TASK DETAILS
Output the listing below as a JSON list of strings, one string per line and no blank lines. Omit the pictures.

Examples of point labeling

================================

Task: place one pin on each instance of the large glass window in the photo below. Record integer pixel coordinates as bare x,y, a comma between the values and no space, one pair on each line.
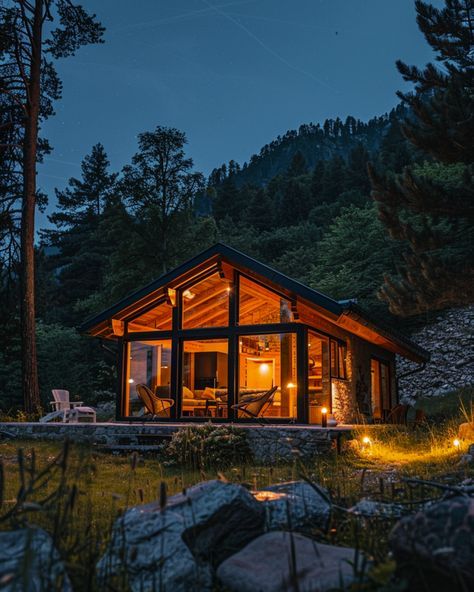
206,304
149,365
260,306
380,388
205,378
319,386
267,362
158,318
338,359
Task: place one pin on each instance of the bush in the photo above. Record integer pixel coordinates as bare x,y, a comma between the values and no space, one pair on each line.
209,446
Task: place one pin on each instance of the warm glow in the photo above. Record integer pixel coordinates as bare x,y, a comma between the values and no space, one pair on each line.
265,496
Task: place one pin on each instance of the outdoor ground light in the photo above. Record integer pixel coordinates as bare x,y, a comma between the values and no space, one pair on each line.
324,417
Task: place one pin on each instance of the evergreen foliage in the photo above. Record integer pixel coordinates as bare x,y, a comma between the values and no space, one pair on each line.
430,208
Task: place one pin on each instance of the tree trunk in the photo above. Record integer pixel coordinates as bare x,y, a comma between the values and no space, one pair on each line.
31,395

================================

RESULT OF THE TASK
[
  "Task: place one pin on each instance of the large glass window in the photo below. Record integer pixel coordinates as bare x,y, a comma between the values and no space, one pair on each line.",
  "206,304",
  "149,365",
  "260,306",
  "380,388",
  "205,378",
  "319,386",
  "267,362",
  "158,318",
  "338,359",
  "Task: place one pin on each instance of the bush in the photo above. Record integer pixel coordinates as bare x,y, a comma between the values and no space, one pair on each line.",
  "209,446",
  "Task: place one pin on each instance of the warm glow in the photo above. Record integer pixel coordinates as bare x,y, a comma between the values and no space, one pair on each line.",
  "265,496",
  "Task: place one pin on each instance of the outdoor ground light in the photo above. Record integer pixel coordinates as bare x,y, a comma between the values and no space, one pair on each line.",
  "324,417",
  "Task: place one pin on each instance of the evergreen foliage in the photo above. Record integer pixel coordinates as bare x,y, a comma between the values and no space, one pair on each line.",
  "430,208",
  "Task: place one pin on each instance of the tree trunk in the photo above. Record integer pixel coordinates as bare x,y, a comma between the values and no space, one pair on each line.",
  "31,395"
]